=== TRECHO DO TEXTO ===
Fiquei duas semanas sem escrever. Pois é. Estava doente numa delas, com uma gripe que me derrubou, e com preguiça na outra. Uma semana com preguiça, só lendo. O que não significa que não pensei em nada. Pelo contrário, pois fiquei rachando a cuca dias inteiros, pensando em muita coisa. Pessoas, bandas, mestrado, aulas, PT, amor, saudades. Não pensei em suicídio, mas cheguei a ficar bem triste, sem querer levantar. Que bom encontrar boa música nestes momentos. E eu dobrava o som.

Também tive uns sonhos perturbadores. Isto sim é estranho, pois eu quase nunca lembro do que sonho. Mas nestas últimas duas semanas, despertava com os sonhos, lembrando tudo, como um roteiro. Hoje tive um bem maluco em que eu não aparecia. Era uma coisa entre três irmãos e muitas mortes. Quando acordei fiz força pra lembrar se aquilo não foi alguma nota de um filme ruim que assisti de madrugada. Não creio. No Domingo sonhei com a mulher do meu último caso, com umas sacanagens que a gente fez. Acordei assustado, procurando alguém para conversar. A família toda tinha saído para uma feijoada no sítio de um conhecido. Levantei pensando nela, fiz meu almoço pensando também. Não consegui ler o jornal todo.

Hoje é segunda-feira e aproveito para cuidar do visual. Coloquei um radinho no banheiro e dediquei um tempão aparando minha barba. Ela estava horrível. Fiquei um bom tempo olhando no espelho, calmamente passando a navalha na pele. Demorei muito mais que o necessário, se bem que não entendo muito mais de prioridades e necessidades.

Amanhã é dia de aparar o cabelo, pela manhã. Depois quero trabalhar um pouco na dissertação e arrumar os diários de classe. Música e leite quente.

E quem sabe um sonho bom.

sexta-feira, julho 01, 2005

Da difícil arte de esquecer felicidade

Neste apartamento, sem ninguém, só eu não serei estranho,
só eu encontro companhia, pois em suas formas continentes
tenho vivido.

As cousas me conhecem, me olham, me recebem, me aconchegam
principalmente quando estamos inteiramente a sós
porque então nada lhes tolhe a infinita timidez.
=== MATERIAL APRESENTADO ===
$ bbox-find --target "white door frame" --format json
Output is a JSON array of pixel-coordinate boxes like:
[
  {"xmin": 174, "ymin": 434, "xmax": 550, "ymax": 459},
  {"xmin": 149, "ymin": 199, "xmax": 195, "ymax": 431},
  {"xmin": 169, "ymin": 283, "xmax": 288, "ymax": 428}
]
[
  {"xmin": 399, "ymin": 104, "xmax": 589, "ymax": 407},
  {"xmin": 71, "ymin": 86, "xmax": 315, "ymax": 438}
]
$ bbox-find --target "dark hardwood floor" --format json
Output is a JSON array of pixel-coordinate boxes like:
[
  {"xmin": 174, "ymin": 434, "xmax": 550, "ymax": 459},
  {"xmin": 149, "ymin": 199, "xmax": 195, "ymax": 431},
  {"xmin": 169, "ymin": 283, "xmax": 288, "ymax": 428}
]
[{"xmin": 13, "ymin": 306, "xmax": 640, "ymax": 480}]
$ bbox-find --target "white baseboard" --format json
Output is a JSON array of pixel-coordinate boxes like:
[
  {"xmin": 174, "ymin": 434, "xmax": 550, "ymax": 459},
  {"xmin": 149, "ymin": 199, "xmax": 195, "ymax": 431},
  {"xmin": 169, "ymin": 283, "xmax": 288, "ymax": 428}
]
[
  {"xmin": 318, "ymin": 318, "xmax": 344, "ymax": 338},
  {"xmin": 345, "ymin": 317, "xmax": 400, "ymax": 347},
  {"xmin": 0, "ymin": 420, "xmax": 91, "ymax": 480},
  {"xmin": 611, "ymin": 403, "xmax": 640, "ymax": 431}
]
===
▶ _TAREFAS E EXERCÍCIOS_
a) Enumere todas as coisas listadas no trecho do texto logo depois de "pensando em muita coisa".
b) Por favor, indique se cada afirmação está de acordo com o trecho do texto, respondendo sim ou não e citando as palavras que decidem: (i) a gripe durou as duas semanas sem escrever; (ii) no sonho de hoje, quem escreve não aparecia; (iii) no domingo, a família toda estava em casa.
c) Prolongue o trecho do texto a partir do verso final, "porque então nada lhes tolhe a infinita timidez."

▶ _RESPOSTAS ESPERADAS_
a) Pessoas, bandas, mestrado, aulas, PT, amor, saudades.

b)
(i) Não: "Estava doente numa delas, com uma gripe que me derrubou, e com preguiça na outra."
(ii) Sim: "Hoje tive um bem maluco em que eu não aparecia."
(iii) Não: "A família toda tinha saído para uma feijoada no sítio de um conhecido."

c)
J.G. de Araújo Jorge


Um koan budista diz: “O mestre segura a cabeça do discípulo debaixo da água, durante muito, muito tempo; pouco a pouco as bolhas começam a se rarefazer; no último momento, o mestre tira o discípulo, reanima-o: quando você desejar a verdade como desejou o ar, então saberá o que ela é”.
A ausência do outro segura minha cabeça debaixo da água; pouco a pouco, sufoco, meu ar se rarefaz: é por essa asfixia que reconstituo minha “verdade” e preparo o Intratável do amor.
Fragmentos de um discurso amoroso
Roland Barthes



Cada dia, em cada amanhecer, o mesmo gosto: ausência. Não sei mais quanto tempo, quanta espera, quantas bebidas. Quanta angústia revela a sua ausência.

Ausência sentida. Ausência morena.

Aos poucos vou indo, passo por passo, na difícil arte de esquecer felicidade. Com um pouco de habilidade, no cálice diário de vinho tinto, não sirvo mais em duas taças. E a cama, nos lençóis preguiçosos, não segura mais seu cheiro. Não encontro seus cabelos perdidos.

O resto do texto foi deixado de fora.